**What you need to do:**
Please copy every one of the entries that follow word for word, leaving each line unchanged.

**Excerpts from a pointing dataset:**
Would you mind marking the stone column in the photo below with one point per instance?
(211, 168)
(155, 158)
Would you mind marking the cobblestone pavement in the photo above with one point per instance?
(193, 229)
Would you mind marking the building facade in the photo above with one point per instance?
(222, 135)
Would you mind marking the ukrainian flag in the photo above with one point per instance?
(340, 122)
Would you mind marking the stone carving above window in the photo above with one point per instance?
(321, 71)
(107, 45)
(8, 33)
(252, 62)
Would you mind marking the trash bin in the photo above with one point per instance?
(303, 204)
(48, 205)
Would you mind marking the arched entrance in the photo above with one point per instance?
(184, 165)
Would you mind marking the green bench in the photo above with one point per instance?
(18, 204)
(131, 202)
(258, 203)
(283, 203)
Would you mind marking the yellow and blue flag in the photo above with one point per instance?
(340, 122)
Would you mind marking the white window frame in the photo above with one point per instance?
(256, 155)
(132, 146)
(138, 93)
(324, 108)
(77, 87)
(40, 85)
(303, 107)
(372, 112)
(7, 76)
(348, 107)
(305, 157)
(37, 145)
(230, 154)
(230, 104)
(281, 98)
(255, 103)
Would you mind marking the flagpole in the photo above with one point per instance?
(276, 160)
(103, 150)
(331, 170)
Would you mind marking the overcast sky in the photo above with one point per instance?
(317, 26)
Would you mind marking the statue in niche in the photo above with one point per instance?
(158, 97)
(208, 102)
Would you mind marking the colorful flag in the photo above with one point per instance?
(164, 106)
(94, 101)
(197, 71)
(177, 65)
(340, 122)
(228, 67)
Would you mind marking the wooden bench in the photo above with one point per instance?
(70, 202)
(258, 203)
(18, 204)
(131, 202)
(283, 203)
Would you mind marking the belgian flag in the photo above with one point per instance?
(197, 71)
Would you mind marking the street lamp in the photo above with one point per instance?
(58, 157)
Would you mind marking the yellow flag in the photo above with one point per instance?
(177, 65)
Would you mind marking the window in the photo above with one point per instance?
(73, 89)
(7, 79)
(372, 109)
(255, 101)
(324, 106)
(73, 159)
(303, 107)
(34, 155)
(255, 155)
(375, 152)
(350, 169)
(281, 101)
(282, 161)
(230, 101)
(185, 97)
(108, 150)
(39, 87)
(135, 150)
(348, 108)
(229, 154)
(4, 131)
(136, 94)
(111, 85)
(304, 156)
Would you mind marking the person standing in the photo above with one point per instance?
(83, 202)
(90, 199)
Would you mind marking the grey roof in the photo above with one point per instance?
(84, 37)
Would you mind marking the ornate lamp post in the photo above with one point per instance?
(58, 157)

**Result:**
Would you mind marking the stone column in the photo below with one point per instance?
(211, 168)
(155, 158)
Would you mind marking the cobblestone pavement in the photo above with one point per instance?
(193, 229)
Would you mind marking the building facade in the photo above with one point per instance?
(222, 135)
Would you mind marking the ukrainian flag in the photo above with one point per instance?
(340, 122)
Would you mind marking the stone carving above window in the photo above with one point per instance?
(321, 71)
(107, 45)
(8, 33)
(252, 62)
Would you mind marking the trash bin in the photo above with one point per instance?
(303, 204)
(48, 205)
Would you mind marking the arched entrance in the photo above with one point per instance?
(184, 165)
Would you mind marking the green bench in the photo above with one point per instance?
(18, 204)
(131, 202)
(258, 203)
(283, 203)
Would you mind marking the yellow and blue flag in the photo above with one point per instance?
(340, 122)
Would you mind marking the white window frame in the photo above with one point per instance?
(256, 155)
(132, 146)
(138, 93)
(324, 108)
(77, 87)
(40, 85)
(303, 107)
(372, 112)
(7, 76)
(348, 107)
(305, 157)
(37, 145)
(230, 154)
(230, 104)
(281, 98)
(255, 103)
Would you mind marking the flagpole in the photo above with one point per instance?
(276, 160)
(103, 150)
(331, 170)
Would you mind marking the overcast sky in the photo above with one point per instance?
(317, 26)
Would you mind marking the statue in niche in the photo above with one point per instance?
(158, 97)
(208, 102)
Would you mind marking the colorful flag in the photo above with one point per instance?
(164, 106)
(94, 101)
(197, 71)
(177, 65)
(340, 122)
(228, 67)
Would you mind marking the wooden bench in the photo above with one point per instance?
(70, 202)
(258, 203)
(18, 204)
(131, 202)
(283, 203)
Would you mind marking the belgian flag in the photo above with one point per instance?
(197, 71)
Would you mind marking the street lamp in the photo above with one point per instance?
(58, 157)
Would you mind marking the yellow flag in the photo above with one point per instance?
(177, 65)
Would you mind marking the window in the photo above with one point per instance?
(73, 89)
(7, 79)
(372, 109)
(255, 101)
(324, 106)
(73, 159)
(303, 107)
(34, 155)
(255, 155)
(375, 152)
(350, 169)
(281, 101)
(282, 161)
(230, 101)
(185, 97)
(108, 150)
(39, 87)
(135, 150)
(348, 108)
(229, 154)
(4, 131)
(136, 94)
(111, 85)
(304, 156)
Would you mind marking the person standing in the photo above with one point per instance?
(83, 202)
(90, 199)
Would you mind marking the grey roof in the photo above with one point per instance?
(84, 37)
Would you mind marking the ornate lamp post in the photo above with one point per instance?
(58, 157)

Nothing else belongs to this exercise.